** QUOTED TEXT **
◇ ◇ ◇
- Date: March 31–April 6
- Edition: 53rd
- Category: WTA 500
- Draw: 48S / 16D
- Surface: Green clay / outdoor
- Location: Charleston, SC, United States
- Venue: Family Circle Tennis Center

Champions

Singles
- Jessica Pegula

Doubles
- Jeļena Ostapenko / Erin Routliffe
- ← 2024 · Charleston Open · 2026 →

= 2025 Credit One Charleston Open =

The 2025 Charleston Open (branded as the Credit One Charleston Open for sponsorship reasons) was a professional women's tennis tournament played on outdoor clay courts at the Family Circle Tennis Center on Daniel Island in Charleston, South Carolina. It was the 53rd edition of the tournament and a WTA 500 tournament on the 2025 WTA Tour. It took place from March 31 to April 6, 2025, and was the only event of the clay court season played on green clay.
◇ ◇ ◇
** RECORD LIST **

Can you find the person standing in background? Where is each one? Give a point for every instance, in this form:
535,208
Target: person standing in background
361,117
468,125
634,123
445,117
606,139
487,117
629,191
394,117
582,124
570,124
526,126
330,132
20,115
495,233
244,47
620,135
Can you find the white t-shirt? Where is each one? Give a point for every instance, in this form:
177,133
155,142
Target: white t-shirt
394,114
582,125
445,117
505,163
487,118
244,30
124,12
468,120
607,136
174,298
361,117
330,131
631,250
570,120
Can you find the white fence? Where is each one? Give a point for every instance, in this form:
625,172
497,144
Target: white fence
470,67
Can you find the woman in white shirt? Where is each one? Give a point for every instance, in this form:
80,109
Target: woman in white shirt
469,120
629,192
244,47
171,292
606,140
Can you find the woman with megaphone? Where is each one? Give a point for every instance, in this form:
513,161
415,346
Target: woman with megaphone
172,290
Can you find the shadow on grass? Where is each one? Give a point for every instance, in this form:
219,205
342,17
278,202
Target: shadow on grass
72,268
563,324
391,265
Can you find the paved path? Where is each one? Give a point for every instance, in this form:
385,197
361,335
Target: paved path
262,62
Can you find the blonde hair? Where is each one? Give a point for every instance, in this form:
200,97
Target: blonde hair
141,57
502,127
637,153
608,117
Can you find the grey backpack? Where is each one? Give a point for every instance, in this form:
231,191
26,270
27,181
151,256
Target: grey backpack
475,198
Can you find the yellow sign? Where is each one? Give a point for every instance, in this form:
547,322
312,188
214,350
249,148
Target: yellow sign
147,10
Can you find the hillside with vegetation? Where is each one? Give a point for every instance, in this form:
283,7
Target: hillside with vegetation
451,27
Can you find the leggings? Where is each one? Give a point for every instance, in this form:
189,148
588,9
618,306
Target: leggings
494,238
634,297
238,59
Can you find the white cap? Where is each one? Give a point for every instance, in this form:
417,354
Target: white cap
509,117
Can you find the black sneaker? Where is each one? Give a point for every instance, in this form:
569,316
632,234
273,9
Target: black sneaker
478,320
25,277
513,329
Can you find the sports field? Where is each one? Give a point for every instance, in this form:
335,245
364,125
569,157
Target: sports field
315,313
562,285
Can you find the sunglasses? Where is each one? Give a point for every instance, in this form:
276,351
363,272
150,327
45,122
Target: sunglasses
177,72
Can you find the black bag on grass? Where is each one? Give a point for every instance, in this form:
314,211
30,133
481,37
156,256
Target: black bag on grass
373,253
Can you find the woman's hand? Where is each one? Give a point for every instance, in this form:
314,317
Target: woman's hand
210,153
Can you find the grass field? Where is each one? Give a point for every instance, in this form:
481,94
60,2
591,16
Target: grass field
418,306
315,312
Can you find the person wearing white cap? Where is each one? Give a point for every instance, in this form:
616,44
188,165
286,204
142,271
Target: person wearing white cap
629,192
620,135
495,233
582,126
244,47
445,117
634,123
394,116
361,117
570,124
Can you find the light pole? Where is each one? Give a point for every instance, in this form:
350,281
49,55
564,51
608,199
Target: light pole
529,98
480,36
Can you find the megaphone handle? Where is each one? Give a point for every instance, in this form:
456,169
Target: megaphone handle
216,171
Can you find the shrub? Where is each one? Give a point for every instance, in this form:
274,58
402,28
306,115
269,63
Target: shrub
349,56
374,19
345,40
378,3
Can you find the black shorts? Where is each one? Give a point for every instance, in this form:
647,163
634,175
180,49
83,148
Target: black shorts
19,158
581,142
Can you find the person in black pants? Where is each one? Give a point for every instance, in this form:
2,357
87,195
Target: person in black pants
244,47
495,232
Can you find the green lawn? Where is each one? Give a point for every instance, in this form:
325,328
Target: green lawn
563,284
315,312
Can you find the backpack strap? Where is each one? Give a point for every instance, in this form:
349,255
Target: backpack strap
◇ ◇ ◇
** EXERCISE OBJECTIVE **
Please copy the stretch of the Charleston Open text from "The 2025 Charleston" through "on green clay." word for word. The items are separate material, apart from the text.

** SOLVED EXERCISE **
The 2025 Charleston Open (branded as the Credit One Charleston Open for sponsorship reasons) was a professional women's tennis tournament played on outdoor clay courts at the Family Circle Tennis Center on Daniel Island in Charleston, South Carolina. It was the 53rd edition of the tournament and a WTA 500 tournament on the 2025 WTA Tour. It took place from March 31 to April 6, 2025, and was the only event of the clay court season played on green clay.